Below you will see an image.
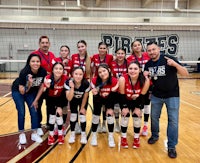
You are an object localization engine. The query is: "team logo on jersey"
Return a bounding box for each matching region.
[74,91,84,98]
[32,77,43,87]
[148,66,166,77]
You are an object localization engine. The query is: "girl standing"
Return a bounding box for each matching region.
[91,42,113,77]
[54,45,72,76]
[71,40,91,79]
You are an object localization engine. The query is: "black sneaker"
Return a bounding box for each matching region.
[148,137,158,144]
[168,148,177,158]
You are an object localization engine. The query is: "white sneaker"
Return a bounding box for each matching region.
[91,133,97,146]
[97,123,102,133]
[75,123,81,134]
[31,133,43,143]
[102,123,107,133]
[19,133,27,144]
[68,132,75,144]
[108,135,115,148]
[141,125,148,136]
[114,123,121,133]
[37,128,44,136]
[80,133,87,144]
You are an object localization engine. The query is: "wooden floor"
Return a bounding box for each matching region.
[0,73,200,163]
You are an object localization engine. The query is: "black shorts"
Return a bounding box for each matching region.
[125,99,137,112]
[93,92,117,115]
[46,94,68,115]
[70,97,89,114]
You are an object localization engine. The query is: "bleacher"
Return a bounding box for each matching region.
[180,61,200,73]
[184,64,197,73]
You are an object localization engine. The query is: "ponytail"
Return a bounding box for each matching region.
[85,52,91,78]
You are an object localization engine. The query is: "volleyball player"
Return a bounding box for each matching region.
[127,40,151,136]
[118,61,149,148]
[90,63,118,147]
[54,45,72,76]
[32,62,68,145]
[91,42,113,77]
[90,42,113,133]
[110,47,128,132]
[70,40,91,134]
[71,40,91,79]
[65,66,90,144]
[54,45,72,134]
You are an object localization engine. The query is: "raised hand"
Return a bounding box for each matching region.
[69,79,75,88]
[44,78,51,88]
[91,87,99,95]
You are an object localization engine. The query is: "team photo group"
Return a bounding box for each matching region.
[12,35,188,159]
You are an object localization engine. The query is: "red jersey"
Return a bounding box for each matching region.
[53,57,72,76]
[111,60,128,78]
[31,49,56,74]
[44,74,68,97]
[127,52,150,71]
[91,54,113,76]
[71,53,86,69]
[123,74,142,100]
[91,76,118,98]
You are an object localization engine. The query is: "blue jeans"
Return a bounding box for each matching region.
[12,91,39,131]
[150,95,179,149]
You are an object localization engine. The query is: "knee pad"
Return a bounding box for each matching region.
[49,114,56,125]
[106,116,114,124]
[62,106,68,114]
[79,114,86,123]
[92,114,100,124]
[70,113,77,122]
[144,105,150,114]
[133,117,141,128]
[121,116,129,127]
[56,116,63,125]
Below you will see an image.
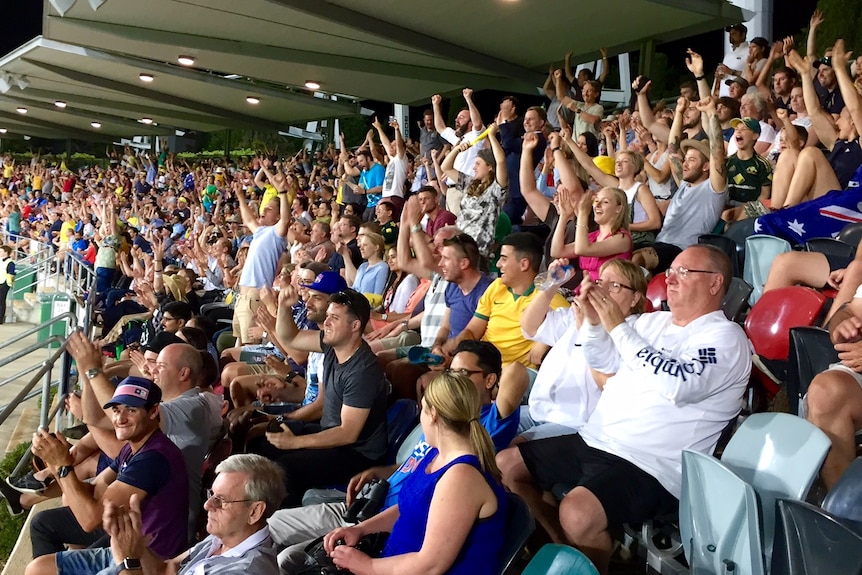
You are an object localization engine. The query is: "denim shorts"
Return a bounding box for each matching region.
[56,547,117,575]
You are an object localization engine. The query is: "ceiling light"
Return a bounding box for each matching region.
[16,107,27,114]
[139,118,153,124]
[0,129,7,134]
[177,56,195,66]
[139,73,154,82]
[23,135,30,141]
[304,81,321,90]
[54,101,67,108]
[246,96,260,105]
[91,122,101,128]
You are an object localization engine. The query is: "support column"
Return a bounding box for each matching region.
[393,104,409,139]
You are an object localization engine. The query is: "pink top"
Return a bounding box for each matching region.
[579,228,633,281]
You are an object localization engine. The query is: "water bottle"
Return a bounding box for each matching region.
[535,264,575,291]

What to work on:
Verbatim repetition of the entries is required, excluding any pictures.

Task response:
Below you will see an image.
You are an object localization engine. The query is: "team logo on jersey"
Return a bounding box for each matching region.
[74,91,84,98]
[32,77,43,87]
[148,66,166,77]
You are an object localization engine. The query is: "girl standing"
Return a bounding box for each matching region.
[91,42,113,77]
[54,45,72,76]
[71,40,91,79]
You are an object localization engine. The query is: "black sneaker"
Return a bounding box for each matching region.
[148,137,158,144]
[168,148,177,158]
You are an object localization engine. The query is: "white sneaker"
Return a bounding box for each matching region.
[91,133,97,146]
[97,123,102,133]
[75,123,81,134]
[31,133,43,143]
[102,123,107,133]
[19,133,27,144]
[68,132,75,144]
[108,135,115,148]
[141,125,148,136]
[114,123,121,133]
[37,128,44,136]
[80,133,87,144]
You are an object localization engine. The query is: "wooden floor"
Return a bounding box for each matching region.
[0,73,200,163]
You are an object localization engine. The query is: "black shorts"
Return a bounding box for each matching region.
[125,99,137,112]
[93,92,117,115]
[46,94,68,115]
[70,97,89,114]
You are an object localization engine. The query is: "bleacher"
Return a bounding box for each matching region.
[180,61,200,73]
[184,64,197,73]
You are an object localization engine. The query is: "ponytail"
Return a bounding box for each matching region.
[85,52,91,78]
You are an object localization engine. The query is: "volleyball player"
Return a bounding box for each matching region.
[127,40,151,136]
[118,61,149,148]
[90,63,118,147]
[54,45,72,76]
[32,62,68,145]
[91,42,113,77]
[90,42,113,133]
[110,47,128,132]
[70,40,91,134]
[71,40,91,79]
[65,66,90,144]
[54,45,72,134]
You are an object localization engine. The query is: "raised hand"
Return a bounding box for each matching region.
[69,79,75,88]
[44,78,51,88]
[91,87,99,95]
You are an object localization engine. The query is: "team photo group"
Return a bounding box for each matching region.
[12,35,188,159]
You are an object localization engine. The query is: "red jersey"
Return a bounding box for each matching region.
[53,57,72,76]
[111,60,128,78]
[31,49,56,74]
[44,74,68,97]
[127,52,150,71]
[91,54,113,76]
[71,53,86,69]
[123,74,142,100]
[91,76,118,98]
You are an object localization engine. The query is: "blue jeans"
Return a bounding box for each matching region.
[12,91,39,131]
[150,95,179,149]
You are an object localization engine. The query is: "knee pad"
Return a bounding box for each matching region.
[49,114,56,125]
[106,116,114,124]
[62,106,68,114]
[79,114,86,123]
[92,114,100,124]
[70,113,77,122]
[144,105,150,114]
[133,117,141,128]
[121,116,129,127]
[56,116,63,125]
Below you will see an image.
You are an object localization engine. The query is: "denim shorts"
Return a bounding box for each matching region.
[56,547,117,575]
You are an object localization engine. The query is: "ceiling light"
Return a bounding box for each matching region.
[16,107,27,114]
[139,118,153,124]
[0,129,7,134]
[177,56,195,66]
[139,73,154,82]
[23,135,30,141]
[304,81,321,90]
[54,101,67,108]
[246,96,260,105]
[91,122,101,128]
You are an object localization engine. The query is: "support column"
Return a bounding box for each matching region.
[393,104,409,139]
You are an object localization engine. The query is: "pink top"
Return a bounding box for each matching region.
[579,228,633,281]
You are an object localization engine. The query is: "water bottle"
Return a bounding box for each matching region.
[535,264,575,291]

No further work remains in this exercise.